Written task:
Each line from the one that contains "the green edamame" to the end of the material must be quoted exactly; include both end lines and nothing else.

Region labeling records:
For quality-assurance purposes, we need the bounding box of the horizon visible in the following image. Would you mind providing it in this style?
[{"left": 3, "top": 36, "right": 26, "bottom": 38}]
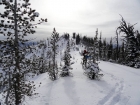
[{"left": 0, "top": 0, "right": 140, "bottom": 39}]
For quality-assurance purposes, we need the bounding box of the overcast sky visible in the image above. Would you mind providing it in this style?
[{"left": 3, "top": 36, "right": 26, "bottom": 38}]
[{"left": 0, "top": 0, "right": 140, "bottom": 39}]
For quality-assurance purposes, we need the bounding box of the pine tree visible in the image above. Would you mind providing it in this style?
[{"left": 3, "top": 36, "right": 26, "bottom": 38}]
[
  {"left": 73, "top": 32, "right": 76, "bottom": 39},
  {"left": 91, "top": 29, "right": 99, "bottom": 63},
  {"left": 49, "top": 28, "right": 59, "bottom": 80},
  {"left": 107, "top": 38, "right": 113, "bottom": 59},
  {"left": 0, "top": 0, "right": 47, "bottom": 105},
  {"left": 63, "top": 40, "right": 71, "bottom": 75},
  {"left": 99, "top": 33, "right": 103, "bottom": 59},
  {"left": 116, "top": 17, "right": 138, "bottom": 67},
  {"left": 76, "top": 34, "right": 80, "bottom": 45},
  {"left": 102, "top": 39, "right": 107, "bottom": 60}
]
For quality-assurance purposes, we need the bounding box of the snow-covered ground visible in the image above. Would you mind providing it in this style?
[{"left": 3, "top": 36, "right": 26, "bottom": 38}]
[
  {"left": 0, "top": 41, "right": 140, "bottom": 105},
  {"left": 24, "top": 46, "right": 140, "bottom": 105}
]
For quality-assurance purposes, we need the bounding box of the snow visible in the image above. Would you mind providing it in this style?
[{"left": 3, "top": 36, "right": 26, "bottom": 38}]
[
  {"left": 0, "top": 39, "right": 140, "bottom": 105},
  {"left": 34, "top": 12, "right": 39, "bottom": 17},
  {"left": 22, "top": 44, "right": 140, "bottom": 105}
]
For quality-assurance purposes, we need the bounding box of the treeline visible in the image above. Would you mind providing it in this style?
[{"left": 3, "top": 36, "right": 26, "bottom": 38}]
[{"left": 81, "top": 17, "right": 140, "bottom": 68}]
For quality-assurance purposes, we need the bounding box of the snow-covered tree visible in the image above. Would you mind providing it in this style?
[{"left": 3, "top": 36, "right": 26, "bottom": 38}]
[
  {"left": 91, "top": 29, "right": 99, "bottom": 62},
  {"left": 48, "top": 28, "right": 59, "bottom": 80},
  {"left": 116, "top": 17, "right": 138, "bottom": 67},
  {"left": 0, "top": 0, "right": 47, "bottom": 105},
  {"left": 107, "top": 38, "right": 113, "bottom": 59}
]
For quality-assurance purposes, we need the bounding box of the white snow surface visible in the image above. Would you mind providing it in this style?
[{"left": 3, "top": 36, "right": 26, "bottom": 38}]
[
  {"left": 25, "top": 45, "right": 140, "bottom": 105},
  {"left": 0, "top": 40, "right": 140, "bottom": 105}
]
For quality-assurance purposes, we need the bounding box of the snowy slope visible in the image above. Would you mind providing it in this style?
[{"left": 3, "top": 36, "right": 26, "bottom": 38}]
[
  {"left": 21, "top": 44, "right": 140, "bottom": 105},
  {"left": 0, "top": 40, "right": 140, "bottom": 105}
]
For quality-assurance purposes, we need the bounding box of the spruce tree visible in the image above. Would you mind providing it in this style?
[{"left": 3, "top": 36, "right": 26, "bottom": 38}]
[
  {"left": 0, "top": 0, "right": 47, "bottom": 105},
  {"left": 107, "top": 38, "right": 113, "bottom": 59},
  {"left": 49, "top": 28, "right": 59, "bottom": 80},
  {"left": 116, "top": 17, "right": 139, "bottom": 67},
  {"left": 99, "top": 33, "right": 103, "bottom": 59},
  {"left": 61, "top": 40, "right": 72, "bottom": 76}
]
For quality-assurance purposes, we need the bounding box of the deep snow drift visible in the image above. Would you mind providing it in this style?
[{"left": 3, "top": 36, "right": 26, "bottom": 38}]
[
  {"left": 0, "top": 42, "right": 140, "bottom": 105},
  {"left": 22, "top": 46, "right": 140, "bottom": 105}
]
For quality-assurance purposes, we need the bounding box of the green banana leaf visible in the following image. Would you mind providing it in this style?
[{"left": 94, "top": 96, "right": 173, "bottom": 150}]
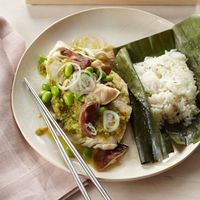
[{"left": 113, "top": 15, "right": 200, "bottom": 163}]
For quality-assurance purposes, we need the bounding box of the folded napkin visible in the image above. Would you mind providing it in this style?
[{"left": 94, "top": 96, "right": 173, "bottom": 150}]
[{"left": 0, "top": 17, "right": 86, "bottom": 200}]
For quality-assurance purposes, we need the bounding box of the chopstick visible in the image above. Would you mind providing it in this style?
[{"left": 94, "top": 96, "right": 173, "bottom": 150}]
[{"left": 24, "top": 78, "right": 111, "bottom": 200}]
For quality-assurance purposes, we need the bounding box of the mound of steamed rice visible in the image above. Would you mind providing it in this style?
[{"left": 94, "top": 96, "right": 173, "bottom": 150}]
[{"left": 134, "top": 50, "right": 199, "bottom": 125}]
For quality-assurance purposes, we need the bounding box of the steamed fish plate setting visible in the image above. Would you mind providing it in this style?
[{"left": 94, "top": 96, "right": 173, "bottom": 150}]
[{"left": 13, "top": 8, "right": 200, "bottom": 180}]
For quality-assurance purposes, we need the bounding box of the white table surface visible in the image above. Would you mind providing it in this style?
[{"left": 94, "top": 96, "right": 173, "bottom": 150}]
[{"left": 0, "top": 0, "right": 200, "bottom": 200}]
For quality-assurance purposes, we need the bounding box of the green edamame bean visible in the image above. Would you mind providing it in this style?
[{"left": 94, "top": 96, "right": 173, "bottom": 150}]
[
  {"left": 63, "top": 93, "right": 74, "bottom": 106},
  {"left": 51, "top": 85, "right": 60, "bottom": 96},
  {"left": 85, "top": 66, "right": 94, "bottom": 73},
  {"left": 65, "top": 64, "right": 74, "bottom": 78},
  {"left": 101, "top": 71, "right": 106, "bottom": 80},
  {"left": 42, "top": 83, "right": 51, "bottom": 91},
  {"left": 38, "top": 55, "right": 47, "bottom": 64},
  {"left": 98, "top": 106, "right": 107, "bottom": 115},
  {"left": 83, "top": 147, "right": 92, "bottom": 158},
  {"left": 74, "top": 93, "right": 83, "bottom": 101},
  {"left": 38, "top": 90, "right": 46, "bottom": 98},
  {"left": 42, "top": 91, "right": 52, "bottom": 103},
  {"left": 105, "top": 75, "right": 113, "bottom": 82}
]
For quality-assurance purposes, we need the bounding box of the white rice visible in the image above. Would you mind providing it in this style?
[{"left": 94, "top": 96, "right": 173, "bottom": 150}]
[{"left": 134, "top": 50, "right": 199, "bottom": 125}]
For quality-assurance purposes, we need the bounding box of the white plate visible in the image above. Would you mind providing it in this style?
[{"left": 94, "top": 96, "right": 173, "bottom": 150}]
[{"left": 12, "top": 7, "right": 198, "bottom": 181}]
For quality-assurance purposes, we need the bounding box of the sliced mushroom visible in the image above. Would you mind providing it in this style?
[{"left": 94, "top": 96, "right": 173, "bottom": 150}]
[
  {"left": 88, "top": 84, "right": 120, "bottom": 105},
  {"left": 94, "top": 144, "right": 128, "bottom": 171},
  {"left": 79, "top": 101, "right": 97, "bottom": 137},
  {"left": 58, "top": 47, "right": 91, "bottom": 69}
]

Task result:
For quality-assurance purposes, we need the bounding box of the green edamame bean visible in the image above. Would you mind providing it in this style?
[{"left": 94, "top": 96, "right": 173, "bottom": 150}]
[
  {"left": 63, "top": 93, "right": 74, "bottom": 106},
  {"left": 51, "top": 85, "right": 60, "bottom": 96},
  {"left": 85, "top": 66, "right": 94, "bottom": 73},
  {"left": 65, "top": 64, "right": 74, "bottom": 78},
  {"left": 101, "top": 71, "right": 106, "bottom": 80},
  {"left": 42, "top": 83, "right": 51, "bottom": 91},
  {"left": 38, "top": 55, "right": 47, "bottom": 64},
  {"left": 98, "top": 106, "right": 107, "bottom": 115},
  {"left": 83, "top": 147, "right": 92, "bottom": 158},
  {"left": 74, "top": 93, "right": 83, "bottom": 101},
  {"left": 38, "top": 90, "right": 46, "bottom": 98},
  {"left": 42, "top": 91, "right": 52, "bottom": 103},
  {"left": 105, "top": 75, "right": 113, "bottom": 82}
]
For quality-assurance purposes, we need the bounding box of the white rice visible in the image above. Would you mind providing it in this style?
[{"left": 94, "top": 96, "right": 173, "bottom": 150}]
[{"left": 134, "top": 50, "right": 199, "bottom": 125}]
For quality-assurance purposes, we need the bounding box of the white plate visible in the image above. Would you mind providing it in this style?
[{"left": 94, "top": 96, "right": 173, "bottom": 150}]
[{"left": 12, "top": 7, "right": 198, "bottom": 181}]
For quality-assurance purposes, we need the bounding box of the sliced mushroom visible in the image above. Would you mind providing it in this style?
[{"left": 94, "top": 96, "right": 173, "bottom": 150}]
[
  {"left": 88, "top": 84, "right": 120, "bottom": 105},
  {"left": 94, "top": 144, "right": 128, "bottom": 171},
  {"left": 79, "top": 101, "right": 97, "bottom": 137},
  {"left": 58, "top": 47, "right": 91, "bottom": 69}
]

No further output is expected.